→ STATED TASK
Starting with the line containing "dandelion in this photo." and going on through the line containing "trunk in this photo.", copy out the records below with "pick planner" switched to "grasp planner" and everything else left unchanged.

** begin DATA EXCERPTS **

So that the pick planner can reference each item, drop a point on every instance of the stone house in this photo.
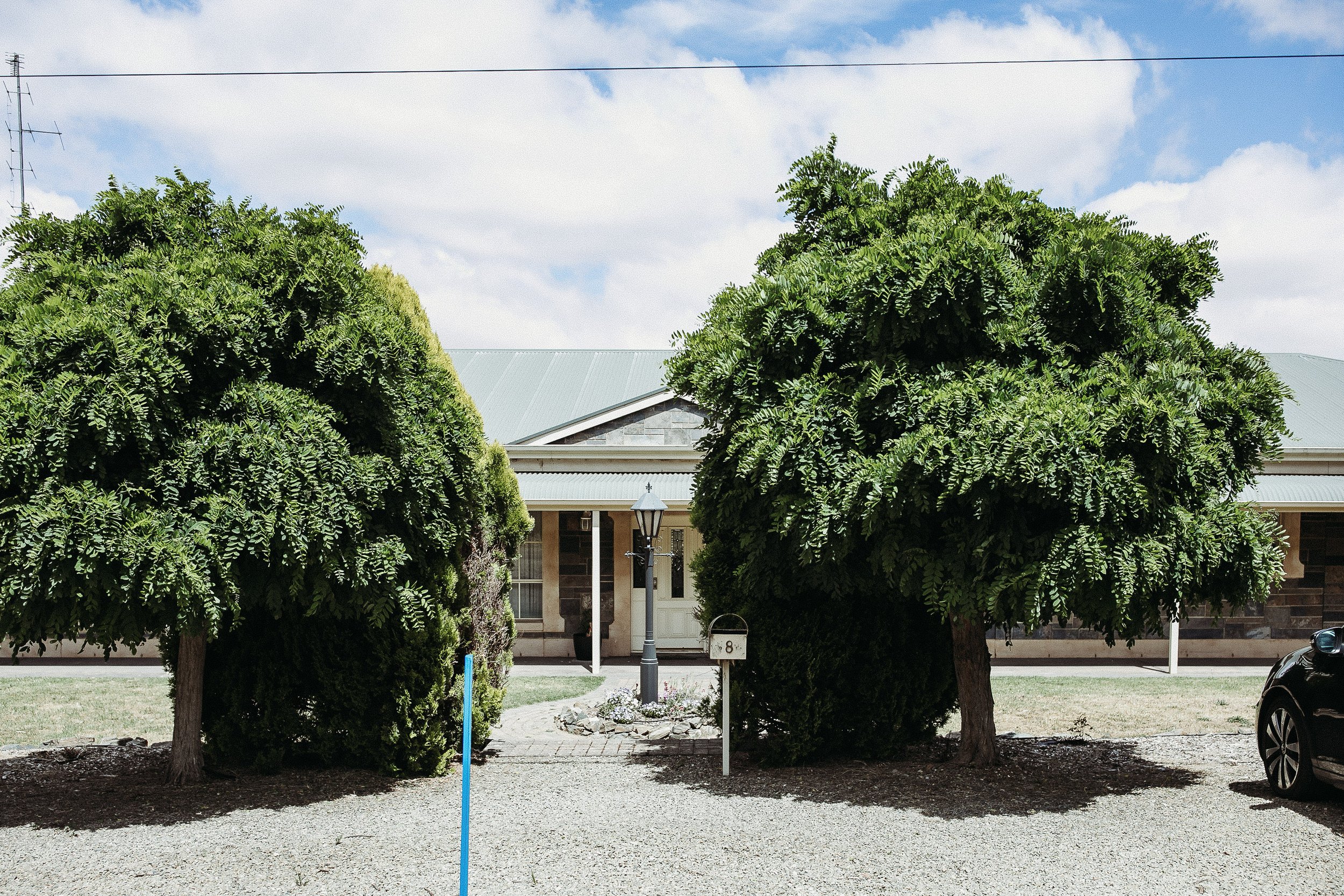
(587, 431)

** end DATA EXCERPTS **
** begin DATA EXCERPTS **

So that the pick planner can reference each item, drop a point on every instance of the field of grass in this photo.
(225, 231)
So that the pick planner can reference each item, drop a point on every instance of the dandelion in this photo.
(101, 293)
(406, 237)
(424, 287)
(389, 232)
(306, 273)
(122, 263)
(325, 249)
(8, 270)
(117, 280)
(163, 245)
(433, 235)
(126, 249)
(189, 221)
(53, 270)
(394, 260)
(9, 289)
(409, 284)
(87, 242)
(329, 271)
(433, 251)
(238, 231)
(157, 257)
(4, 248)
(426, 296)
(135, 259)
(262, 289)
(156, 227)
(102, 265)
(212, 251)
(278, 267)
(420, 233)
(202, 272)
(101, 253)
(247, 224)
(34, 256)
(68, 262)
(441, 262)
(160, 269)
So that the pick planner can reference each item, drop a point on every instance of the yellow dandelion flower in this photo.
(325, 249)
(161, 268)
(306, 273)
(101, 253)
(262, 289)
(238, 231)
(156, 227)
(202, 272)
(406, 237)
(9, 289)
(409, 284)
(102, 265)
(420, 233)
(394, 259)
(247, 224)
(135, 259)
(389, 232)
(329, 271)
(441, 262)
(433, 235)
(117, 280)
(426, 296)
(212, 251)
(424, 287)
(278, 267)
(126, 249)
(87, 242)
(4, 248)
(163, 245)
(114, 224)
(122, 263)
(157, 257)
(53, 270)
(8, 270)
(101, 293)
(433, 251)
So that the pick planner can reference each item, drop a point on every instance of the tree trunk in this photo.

** end DATA EXCERPTS **

→ RESPONSE FOR THIS EXERCISE
So that the grasp planner can reference each item, drop a point on every instance of the dandelion in this photo.
(101, 293)
(406, 237)
(424, 287)
(389, 232)
(306, 273)
(122, 263)
(325, 249)
(8, 270)
(117, 280)
(163, 245)
(433, 235)
(126, 249)
(189, 221)
(53, 270)
(394, 260)
(9, 289)
(409, 284)
(87, 242)
(329, 271)
(433, 251)
(238, 231)
(157, 257)
(4, 248)
(426, 296)
(135, 259)
(262, 289)
(156, 227)
(102, 265)
(212, 251)
(278, 267)
(420, 233)
(202, 272)
(101, 253)
(247, 224)
(34, 256)
(68, 262)
(441, 262)
(160, 269)
So that the grasp planner can reference each item, drop a point on every instance of the yellow dandelion flower in this photo.
(325, 249)
(161, 268)
(306, 273)
(101, 253)
(262, 289)
(238, 231)
(156, 227)
(202, 272)
(406, 237)
(9, 289)
(409, 284)
(102, 265)
(420, 233)
(394, 259)
(247, 224)
(135, 259)
(389, 232)
(329, 271)
(441, 262)
(433, 235)
(117, 280)
(426, 296)
(212, 251)
(424, 287)
(278, 267)
(126, 249)
(87, 242)
(4, 248)
(163, 245)
(114, 224)
(122, 263)
(157, 257)
(53, 270)
(8, 270)
(101, 293)
(433, 251)
So that the grasp planner can reference each item, drop a point on every instance of the tree trunk in this photo.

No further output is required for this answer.